** START OF Supplied records **

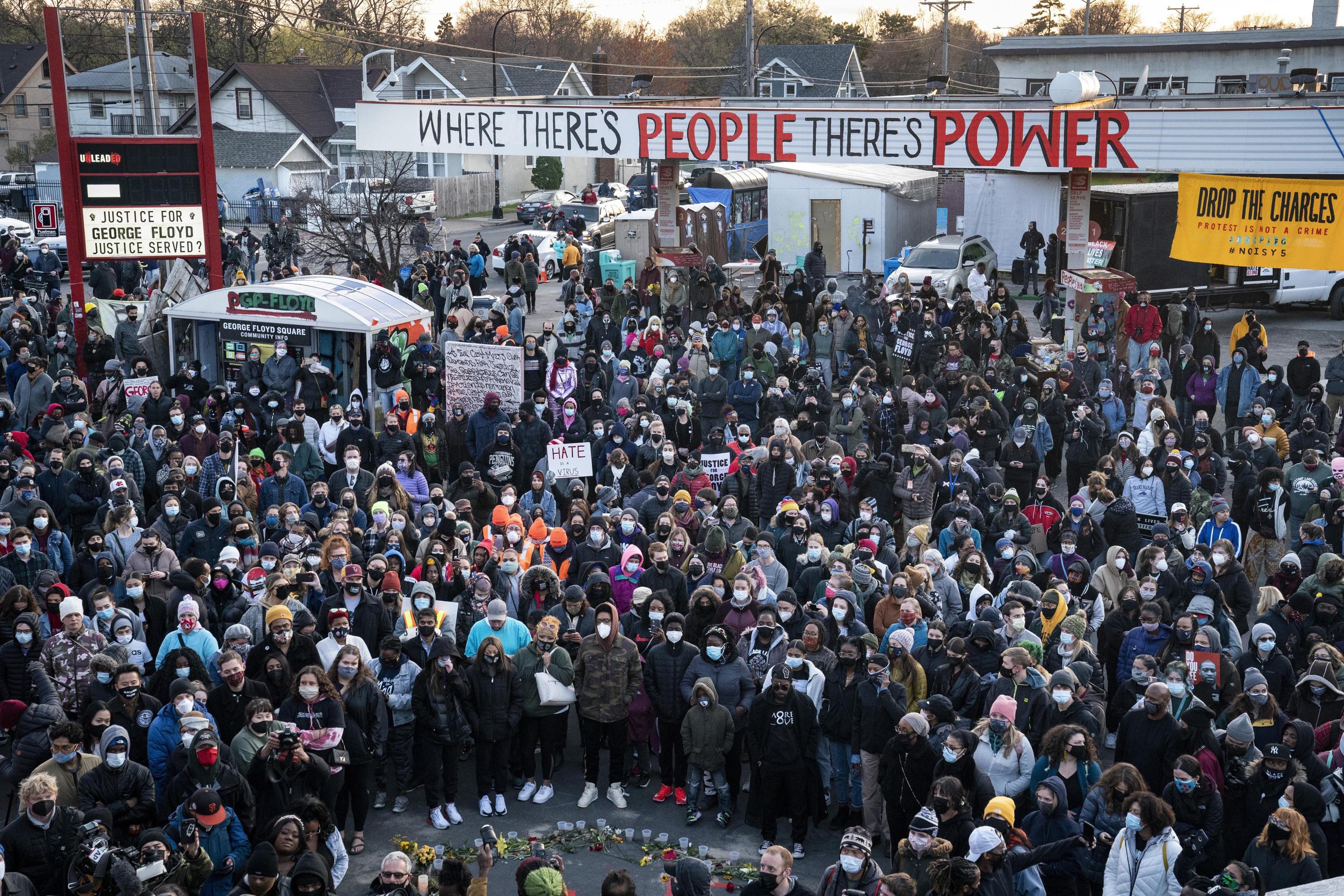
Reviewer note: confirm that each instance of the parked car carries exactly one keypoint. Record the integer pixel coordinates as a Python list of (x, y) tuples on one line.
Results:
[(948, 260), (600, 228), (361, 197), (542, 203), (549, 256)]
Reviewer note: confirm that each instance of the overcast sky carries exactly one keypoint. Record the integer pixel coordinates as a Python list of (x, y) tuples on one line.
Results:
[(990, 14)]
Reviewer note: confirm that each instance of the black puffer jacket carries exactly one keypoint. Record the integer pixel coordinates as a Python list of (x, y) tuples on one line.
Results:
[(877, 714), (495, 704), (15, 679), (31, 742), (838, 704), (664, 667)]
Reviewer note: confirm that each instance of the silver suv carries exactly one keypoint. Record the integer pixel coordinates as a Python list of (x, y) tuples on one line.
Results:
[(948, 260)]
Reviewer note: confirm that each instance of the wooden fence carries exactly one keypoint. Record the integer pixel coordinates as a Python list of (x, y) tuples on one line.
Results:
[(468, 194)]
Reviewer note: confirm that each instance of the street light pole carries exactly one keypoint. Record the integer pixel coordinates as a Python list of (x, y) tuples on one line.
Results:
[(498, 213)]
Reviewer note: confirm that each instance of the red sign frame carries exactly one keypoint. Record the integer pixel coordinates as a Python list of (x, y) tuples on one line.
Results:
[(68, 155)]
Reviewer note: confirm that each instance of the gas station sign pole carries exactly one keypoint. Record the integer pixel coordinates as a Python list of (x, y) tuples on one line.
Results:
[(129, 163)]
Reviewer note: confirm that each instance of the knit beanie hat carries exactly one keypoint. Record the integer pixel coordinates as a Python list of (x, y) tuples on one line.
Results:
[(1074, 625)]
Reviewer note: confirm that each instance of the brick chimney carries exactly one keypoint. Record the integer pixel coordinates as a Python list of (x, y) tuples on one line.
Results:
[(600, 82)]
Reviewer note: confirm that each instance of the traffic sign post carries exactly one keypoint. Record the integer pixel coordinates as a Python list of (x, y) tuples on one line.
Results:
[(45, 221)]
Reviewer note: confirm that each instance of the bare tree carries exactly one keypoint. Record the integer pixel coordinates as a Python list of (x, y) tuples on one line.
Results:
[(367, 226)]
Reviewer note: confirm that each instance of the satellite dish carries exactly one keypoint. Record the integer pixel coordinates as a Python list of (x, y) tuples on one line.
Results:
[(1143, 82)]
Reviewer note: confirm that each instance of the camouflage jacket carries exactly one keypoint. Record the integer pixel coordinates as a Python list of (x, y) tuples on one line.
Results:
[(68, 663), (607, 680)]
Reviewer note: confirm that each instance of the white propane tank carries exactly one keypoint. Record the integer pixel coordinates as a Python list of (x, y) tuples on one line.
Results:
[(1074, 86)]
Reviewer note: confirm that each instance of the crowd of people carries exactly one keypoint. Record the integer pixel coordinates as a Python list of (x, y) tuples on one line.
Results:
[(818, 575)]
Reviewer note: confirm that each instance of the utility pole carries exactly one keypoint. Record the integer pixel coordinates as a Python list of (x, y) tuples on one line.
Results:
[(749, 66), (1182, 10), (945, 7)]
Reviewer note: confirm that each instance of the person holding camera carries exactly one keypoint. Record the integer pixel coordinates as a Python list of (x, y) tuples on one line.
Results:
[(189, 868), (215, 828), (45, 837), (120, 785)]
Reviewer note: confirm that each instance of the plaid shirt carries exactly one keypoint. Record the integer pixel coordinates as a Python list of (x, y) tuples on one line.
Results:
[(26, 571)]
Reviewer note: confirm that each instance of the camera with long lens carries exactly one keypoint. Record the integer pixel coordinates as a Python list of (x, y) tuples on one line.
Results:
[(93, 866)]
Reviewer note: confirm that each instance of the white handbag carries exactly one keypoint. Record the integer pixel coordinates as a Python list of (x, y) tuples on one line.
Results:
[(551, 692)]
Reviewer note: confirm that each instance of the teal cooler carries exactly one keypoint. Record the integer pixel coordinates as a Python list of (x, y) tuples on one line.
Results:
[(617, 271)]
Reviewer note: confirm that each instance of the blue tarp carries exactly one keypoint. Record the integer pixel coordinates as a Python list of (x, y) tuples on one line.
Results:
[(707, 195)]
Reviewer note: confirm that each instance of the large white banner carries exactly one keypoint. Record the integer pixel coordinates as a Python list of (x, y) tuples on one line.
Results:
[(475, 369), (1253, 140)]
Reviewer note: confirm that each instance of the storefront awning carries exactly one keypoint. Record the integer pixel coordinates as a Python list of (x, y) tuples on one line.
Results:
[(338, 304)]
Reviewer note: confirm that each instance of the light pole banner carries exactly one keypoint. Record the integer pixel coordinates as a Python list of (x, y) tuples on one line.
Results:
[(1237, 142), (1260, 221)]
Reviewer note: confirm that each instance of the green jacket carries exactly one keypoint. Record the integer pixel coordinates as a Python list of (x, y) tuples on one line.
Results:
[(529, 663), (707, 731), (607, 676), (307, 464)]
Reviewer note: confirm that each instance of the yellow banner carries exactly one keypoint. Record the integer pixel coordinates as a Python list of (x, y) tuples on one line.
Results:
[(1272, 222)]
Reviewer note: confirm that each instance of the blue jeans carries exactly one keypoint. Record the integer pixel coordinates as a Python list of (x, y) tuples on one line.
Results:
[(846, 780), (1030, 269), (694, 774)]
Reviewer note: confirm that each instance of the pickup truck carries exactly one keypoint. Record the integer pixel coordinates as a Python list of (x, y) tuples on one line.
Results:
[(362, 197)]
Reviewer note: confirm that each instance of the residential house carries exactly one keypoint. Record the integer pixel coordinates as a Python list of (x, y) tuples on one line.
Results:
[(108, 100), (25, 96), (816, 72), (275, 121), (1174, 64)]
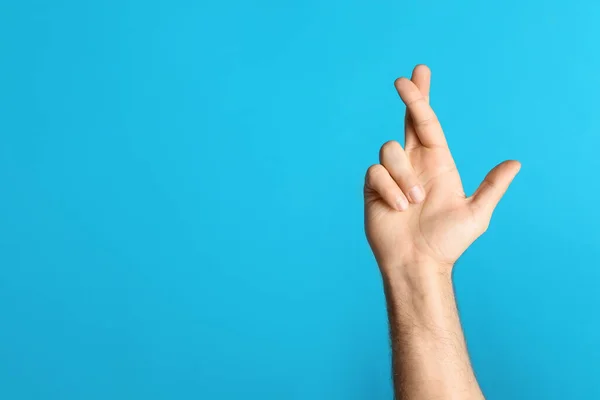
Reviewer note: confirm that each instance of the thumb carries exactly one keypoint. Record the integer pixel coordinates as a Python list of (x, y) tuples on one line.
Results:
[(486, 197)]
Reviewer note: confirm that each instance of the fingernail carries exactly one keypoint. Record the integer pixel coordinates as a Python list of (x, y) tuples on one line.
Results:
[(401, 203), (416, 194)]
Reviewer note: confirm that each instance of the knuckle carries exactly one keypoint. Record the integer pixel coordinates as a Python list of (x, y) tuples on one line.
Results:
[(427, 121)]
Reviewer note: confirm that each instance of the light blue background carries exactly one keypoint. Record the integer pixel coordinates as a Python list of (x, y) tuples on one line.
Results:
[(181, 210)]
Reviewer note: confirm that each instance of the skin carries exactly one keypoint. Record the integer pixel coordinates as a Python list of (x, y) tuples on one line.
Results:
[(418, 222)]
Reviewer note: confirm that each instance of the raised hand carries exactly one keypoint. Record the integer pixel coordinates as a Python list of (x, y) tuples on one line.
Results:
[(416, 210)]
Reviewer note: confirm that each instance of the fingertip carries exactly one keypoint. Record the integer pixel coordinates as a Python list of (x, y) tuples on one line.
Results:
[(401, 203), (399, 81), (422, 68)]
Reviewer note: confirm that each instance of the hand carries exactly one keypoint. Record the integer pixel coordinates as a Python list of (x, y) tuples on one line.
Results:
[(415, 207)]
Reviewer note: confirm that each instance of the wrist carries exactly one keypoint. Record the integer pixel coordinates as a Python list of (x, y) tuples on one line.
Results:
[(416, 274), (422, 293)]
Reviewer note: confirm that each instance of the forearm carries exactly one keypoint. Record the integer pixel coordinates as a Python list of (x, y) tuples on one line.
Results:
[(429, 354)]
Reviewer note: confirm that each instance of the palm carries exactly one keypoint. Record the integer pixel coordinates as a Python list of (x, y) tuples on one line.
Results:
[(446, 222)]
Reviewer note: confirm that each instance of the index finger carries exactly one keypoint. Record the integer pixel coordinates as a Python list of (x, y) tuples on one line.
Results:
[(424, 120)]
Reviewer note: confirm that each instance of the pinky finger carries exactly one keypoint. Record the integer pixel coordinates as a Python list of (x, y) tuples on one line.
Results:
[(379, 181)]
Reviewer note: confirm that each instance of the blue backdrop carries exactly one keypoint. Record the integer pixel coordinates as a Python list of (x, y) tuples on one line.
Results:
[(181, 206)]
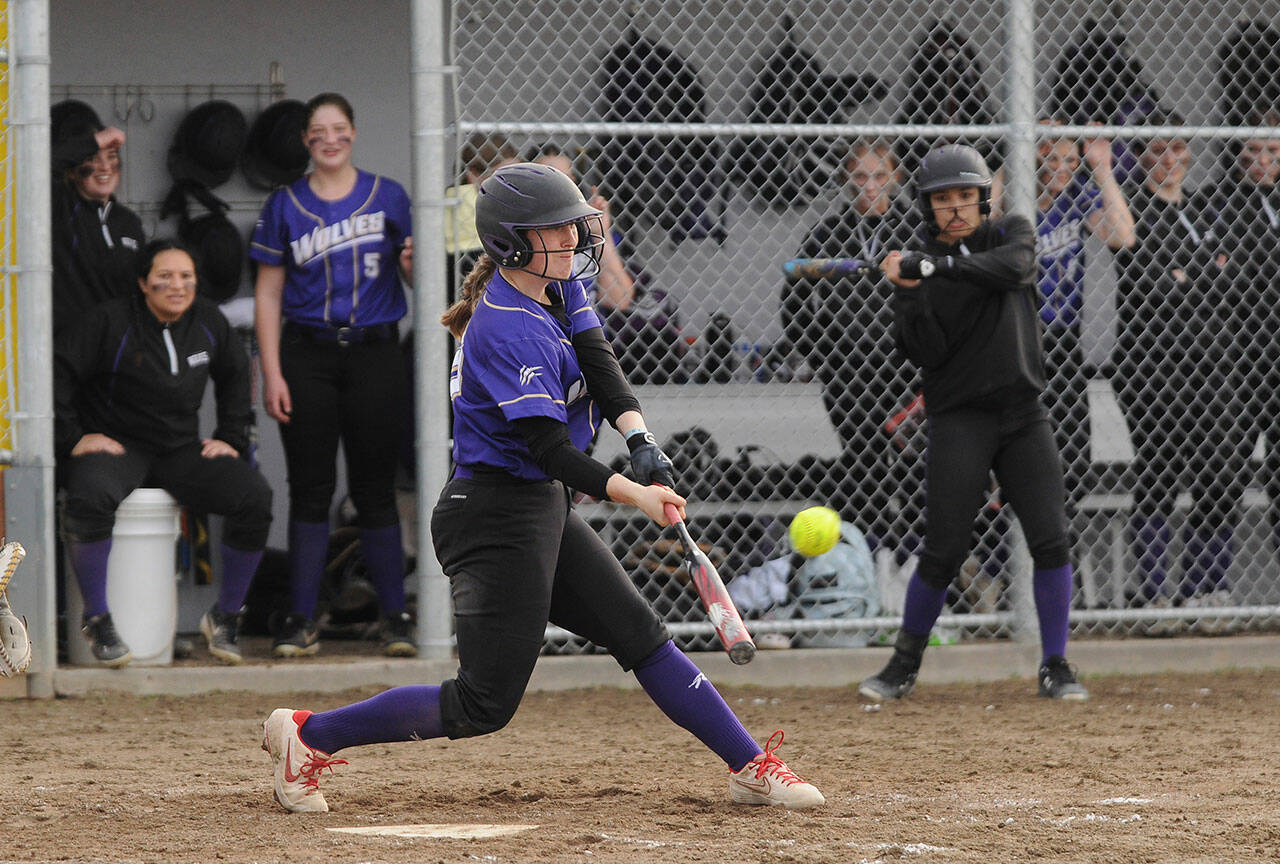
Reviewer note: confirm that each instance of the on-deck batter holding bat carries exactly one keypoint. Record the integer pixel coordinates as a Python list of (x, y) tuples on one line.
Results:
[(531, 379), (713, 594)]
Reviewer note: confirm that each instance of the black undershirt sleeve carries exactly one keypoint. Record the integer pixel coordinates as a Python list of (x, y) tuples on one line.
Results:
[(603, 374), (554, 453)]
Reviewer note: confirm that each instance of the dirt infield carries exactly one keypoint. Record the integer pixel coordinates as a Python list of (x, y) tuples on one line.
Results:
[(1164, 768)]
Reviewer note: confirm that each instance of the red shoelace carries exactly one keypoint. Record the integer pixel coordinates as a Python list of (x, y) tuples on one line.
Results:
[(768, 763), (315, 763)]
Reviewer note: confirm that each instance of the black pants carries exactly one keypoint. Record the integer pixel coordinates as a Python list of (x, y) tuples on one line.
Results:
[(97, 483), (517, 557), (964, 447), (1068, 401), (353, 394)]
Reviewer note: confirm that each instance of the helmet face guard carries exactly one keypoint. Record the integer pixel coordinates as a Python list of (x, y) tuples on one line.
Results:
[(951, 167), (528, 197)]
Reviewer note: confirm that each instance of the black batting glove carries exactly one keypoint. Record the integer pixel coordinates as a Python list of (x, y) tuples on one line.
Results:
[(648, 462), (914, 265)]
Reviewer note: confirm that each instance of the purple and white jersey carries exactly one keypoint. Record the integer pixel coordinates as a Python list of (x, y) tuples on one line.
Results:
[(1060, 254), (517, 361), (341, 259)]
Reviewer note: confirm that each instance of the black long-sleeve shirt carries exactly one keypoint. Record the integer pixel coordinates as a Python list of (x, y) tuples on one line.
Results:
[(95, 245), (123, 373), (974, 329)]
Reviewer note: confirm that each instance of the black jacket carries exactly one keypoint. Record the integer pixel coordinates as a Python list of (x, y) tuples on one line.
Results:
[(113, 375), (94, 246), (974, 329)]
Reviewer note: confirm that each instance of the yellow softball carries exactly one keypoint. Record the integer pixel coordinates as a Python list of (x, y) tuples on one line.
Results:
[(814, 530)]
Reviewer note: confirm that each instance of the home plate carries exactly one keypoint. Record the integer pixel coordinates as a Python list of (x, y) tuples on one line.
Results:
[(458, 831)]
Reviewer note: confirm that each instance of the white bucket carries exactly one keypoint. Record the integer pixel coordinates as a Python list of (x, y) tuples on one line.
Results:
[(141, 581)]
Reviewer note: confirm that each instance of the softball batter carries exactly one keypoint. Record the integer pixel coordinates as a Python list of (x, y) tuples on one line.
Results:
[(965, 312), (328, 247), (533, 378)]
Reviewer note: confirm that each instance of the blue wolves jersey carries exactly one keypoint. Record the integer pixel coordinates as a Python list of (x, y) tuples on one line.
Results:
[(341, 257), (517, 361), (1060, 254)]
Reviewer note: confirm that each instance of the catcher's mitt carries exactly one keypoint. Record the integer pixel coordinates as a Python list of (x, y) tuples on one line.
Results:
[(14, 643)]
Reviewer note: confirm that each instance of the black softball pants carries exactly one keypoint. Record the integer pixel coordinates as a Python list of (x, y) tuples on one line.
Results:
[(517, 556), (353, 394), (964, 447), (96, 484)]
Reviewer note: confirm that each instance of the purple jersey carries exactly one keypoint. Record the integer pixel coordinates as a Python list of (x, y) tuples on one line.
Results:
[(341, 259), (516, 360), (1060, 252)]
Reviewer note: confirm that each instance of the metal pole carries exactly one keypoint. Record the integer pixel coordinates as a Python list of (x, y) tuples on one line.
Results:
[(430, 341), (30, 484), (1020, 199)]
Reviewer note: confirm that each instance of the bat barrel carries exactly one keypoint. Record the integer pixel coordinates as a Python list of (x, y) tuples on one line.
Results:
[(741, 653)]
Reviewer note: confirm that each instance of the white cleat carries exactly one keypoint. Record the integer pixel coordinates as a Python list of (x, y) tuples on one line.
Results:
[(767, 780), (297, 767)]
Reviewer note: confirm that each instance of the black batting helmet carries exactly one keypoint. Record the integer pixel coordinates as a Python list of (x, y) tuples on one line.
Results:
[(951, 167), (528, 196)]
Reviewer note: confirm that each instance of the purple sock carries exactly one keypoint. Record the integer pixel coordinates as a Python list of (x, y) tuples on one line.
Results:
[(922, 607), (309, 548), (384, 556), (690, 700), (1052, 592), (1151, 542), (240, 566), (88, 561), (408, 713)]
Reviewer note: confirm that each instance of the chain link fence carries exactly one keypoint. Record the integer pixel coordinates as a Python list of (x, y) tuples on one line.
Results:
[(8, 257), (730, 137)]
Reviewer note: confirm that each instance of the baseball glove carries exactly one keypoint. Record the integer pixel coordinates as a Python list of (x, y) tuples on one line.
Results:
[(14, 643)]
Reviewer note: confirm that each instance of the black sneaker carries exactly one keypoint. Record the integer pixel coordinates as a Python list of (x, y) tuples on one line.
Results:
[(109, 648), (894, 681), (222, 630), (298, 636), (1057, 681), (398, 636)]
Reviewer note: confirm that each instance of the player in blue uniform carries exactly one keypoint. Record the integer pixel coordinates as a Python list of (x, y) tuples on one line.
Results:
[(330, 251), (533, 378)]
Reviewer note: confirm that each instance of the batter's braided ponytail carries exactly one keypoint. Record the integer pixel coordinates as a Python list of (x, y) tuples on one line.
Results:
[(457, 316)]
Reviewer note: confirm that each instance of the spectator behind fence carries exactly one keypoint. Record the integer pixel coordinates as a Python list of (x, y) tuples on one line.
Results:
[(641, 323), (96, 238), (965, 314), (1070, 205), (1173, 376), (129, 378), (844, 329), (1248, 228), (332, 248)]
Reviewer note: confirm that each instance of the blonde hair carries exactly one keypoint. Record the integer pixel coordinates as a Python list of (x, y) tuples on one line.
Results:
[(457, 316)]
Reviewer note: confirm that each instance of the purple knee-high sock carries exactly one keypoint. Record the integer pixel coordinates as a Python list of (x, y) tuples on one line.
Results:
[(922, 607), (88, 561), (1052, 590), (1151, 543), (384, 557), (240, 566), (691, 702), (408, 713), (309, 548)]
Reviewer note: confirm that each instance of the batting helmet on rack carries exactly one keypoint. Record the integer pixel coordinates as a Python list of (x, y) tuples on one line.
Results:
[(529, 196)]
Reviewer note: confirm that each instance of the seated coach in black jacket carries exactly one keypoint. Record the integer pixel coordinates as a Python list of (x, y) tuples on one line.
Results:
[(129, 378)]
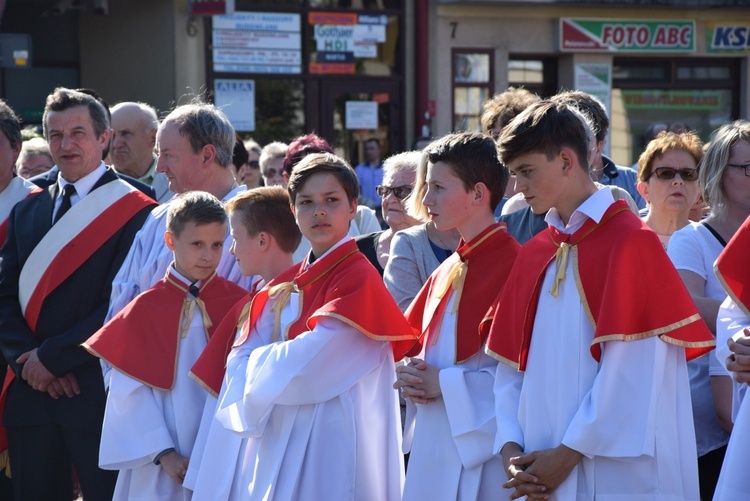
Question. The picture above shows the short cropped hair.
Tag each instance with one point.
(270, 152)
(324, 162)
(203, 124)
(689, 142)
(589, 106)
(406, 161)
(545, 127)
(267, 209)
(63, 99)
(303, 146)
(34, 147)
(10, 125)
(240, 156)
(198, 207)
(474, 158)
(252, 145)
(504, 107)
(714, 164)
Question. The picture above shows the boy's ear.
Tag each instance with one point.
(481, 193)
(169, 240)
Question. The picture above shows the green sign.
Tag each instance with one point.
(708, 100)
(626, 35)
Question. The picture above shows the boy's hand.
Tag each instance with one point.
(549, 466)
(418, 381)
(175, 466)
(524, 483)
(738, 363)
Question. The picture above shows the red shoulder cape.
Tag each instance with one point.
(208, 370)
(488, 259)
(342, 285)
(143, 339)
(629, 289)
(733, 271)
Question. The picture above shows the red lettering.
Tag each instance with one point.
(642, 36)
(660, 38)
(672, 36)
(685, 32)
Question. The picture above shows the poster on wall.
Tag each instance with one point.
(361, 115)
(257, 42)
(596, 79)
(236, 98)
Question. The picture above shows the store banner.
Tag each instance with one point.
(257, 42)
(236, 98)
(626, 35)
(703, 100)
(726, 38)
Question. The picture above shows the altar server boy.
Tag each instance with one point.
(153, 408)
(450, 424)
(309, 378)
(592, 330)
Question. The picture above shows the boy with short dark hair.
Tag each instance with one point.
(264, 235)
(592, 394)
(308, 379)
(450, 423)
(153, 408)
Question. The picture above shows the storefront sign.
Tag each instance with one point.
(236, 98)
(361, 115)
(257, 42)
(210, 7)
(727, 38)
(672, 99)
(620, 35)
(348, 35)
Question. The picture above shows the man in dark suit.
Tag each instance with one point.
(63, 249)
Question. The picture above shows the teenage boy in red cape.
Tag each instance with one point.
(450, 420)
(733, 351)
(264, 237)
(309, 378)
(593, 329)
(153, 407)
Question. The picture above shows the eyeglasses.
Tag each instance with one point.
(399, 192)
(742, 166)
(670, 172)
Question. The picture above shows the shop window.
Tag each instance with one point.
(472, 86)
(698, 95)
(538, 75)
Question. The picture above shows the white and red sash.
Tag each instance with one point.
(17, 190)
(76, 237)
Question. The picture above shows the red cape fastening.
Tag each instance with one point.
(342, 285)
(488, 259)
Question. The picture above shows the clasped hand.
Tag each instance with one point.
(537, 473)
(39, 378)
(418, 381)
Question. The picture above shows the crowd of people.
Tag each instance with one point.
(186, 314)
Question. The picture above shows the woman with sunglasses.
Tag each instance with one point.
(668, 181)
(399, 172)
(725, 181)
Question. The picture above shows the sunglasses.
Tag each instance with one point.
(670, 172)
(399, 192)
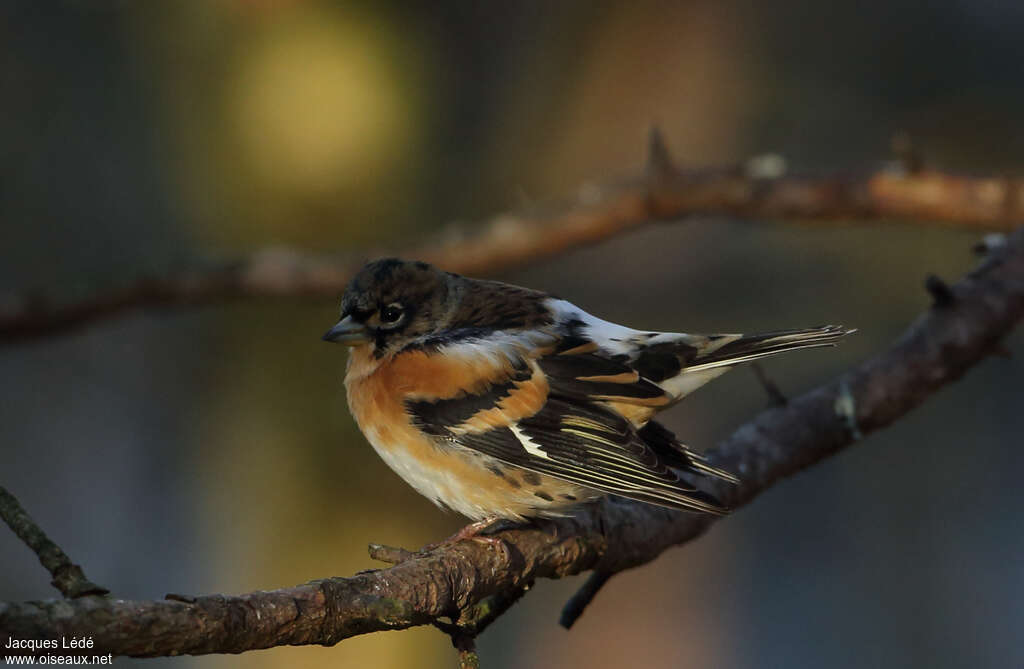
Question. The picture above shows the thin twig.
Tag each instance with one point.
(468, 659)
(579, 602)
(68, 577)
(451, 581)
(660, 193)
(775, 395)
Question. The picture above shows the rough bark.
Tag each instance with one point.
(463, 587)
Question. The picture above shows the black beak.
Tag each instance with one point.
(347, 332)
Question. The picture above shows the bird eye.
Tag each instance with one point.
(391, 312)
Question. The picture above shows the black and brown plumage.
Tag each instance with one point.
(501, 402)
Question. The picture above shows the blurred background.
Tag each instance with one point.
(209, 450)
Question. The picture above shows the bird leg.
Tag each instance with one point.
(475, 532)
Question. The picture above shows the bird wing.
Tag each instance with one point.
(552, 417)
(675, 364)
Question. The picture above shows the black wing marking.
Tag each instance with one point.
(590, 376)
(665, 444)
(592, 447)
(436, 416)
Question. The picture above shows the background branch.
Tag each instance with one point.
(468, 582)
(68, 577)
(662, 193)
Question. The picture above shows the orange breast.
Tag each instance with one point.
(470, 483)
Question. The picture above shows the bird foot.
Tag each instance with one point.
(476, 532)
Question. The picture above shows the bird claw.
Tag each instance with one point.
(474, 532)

** END OF Supplied records **

=== Required work ===
Duplicate the stretch of data from the line containing "Question. The picture above shows the blurred" through the end of the data, keeping both ends.

=== Exercise output ===
Question. The picture above shows the blurred background.
Tag each instance with one point.
(209, 450)
Question. The picture above shows the bird leg.
Tag each instance with one point.
(475, 532)
Question. The picture above shows the bird wing.
Tag each instance with one point.
(552, 417)
(675, 364)
Question. The picture above shows the black wing marking.
Tag each instance with one point.
(590, 376)
(665, 444)
(592, 447)
(436, 416)
Question. The picture above shows the background branch.
Tag each instance with one point.
(468, 582)
(68, 577)
(662, 193)
Question. The picture above shows the orange breast.
Tag each instance with one point.
(470, 483)
Question. The picture above shows the bird foot.
Tag each instance with one point.
(476, 532)
Question. The picture above shows the bird claw.
Tag each instance with one point.
(474, 532)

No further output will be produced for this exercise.